[Task objective]: Reproduce verbatim only the lines from the one containing "Reviewer note: make sure every instance of the sky" through the last line below, both included.
========================================
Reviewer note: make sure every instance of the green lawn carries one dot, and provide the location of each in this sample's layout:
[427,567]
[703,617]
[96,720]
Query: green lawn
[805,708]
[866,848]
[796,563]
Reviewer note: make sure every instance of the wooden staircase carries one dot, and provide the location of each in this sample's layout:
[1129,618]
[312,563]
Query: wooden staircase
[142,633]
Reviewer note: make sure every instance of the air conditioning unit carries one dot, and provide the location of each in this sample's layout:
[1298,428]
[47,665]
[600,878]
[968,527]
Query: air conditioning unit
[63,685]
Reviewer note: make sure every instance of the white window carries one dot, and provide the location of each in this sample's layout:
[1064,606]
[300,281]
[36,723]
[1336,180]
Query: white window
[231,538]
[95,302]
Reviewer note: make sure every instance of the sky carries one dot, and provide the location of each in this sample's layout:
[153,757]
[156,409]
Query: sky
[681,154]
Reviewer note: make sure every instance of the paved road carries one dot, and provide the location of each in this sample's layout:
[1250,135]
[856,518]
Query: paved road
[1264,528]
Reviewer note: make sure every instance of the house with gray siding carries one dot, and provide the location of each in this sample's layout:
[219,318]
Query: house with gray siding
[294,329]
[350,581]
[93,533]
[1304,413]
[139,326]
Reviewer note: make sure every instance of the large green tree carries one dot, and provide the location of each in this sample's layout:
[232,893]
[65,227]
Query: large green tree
========================================
[Complete output]:
Reviewer note: make sure every instance of the sky carries one dot, and provide the location of each in this sample's layout:
[153,757]
[156,409]
Query: sky
[681,154]
Reviewer note: make sure every instance of the paved road carries one dot, and provide the location of each in this sample's layout:
[1250,135]
[856,518]
Query: paved road
[1264,528]
Reviewer note: make sure every instance of the house with gray siding carries one dot, and provide the location of each in this sample's layout:
[219,318]
Query: house with gray siding
[294,329]
[350,581]
[93,533]
[1304,413]
[139,326]
Reviewer note: make sure every instance of the large green tree carries one dot, and provide the location of each in this sample's layout:
[232,893]
[65,227]
Query: large green tree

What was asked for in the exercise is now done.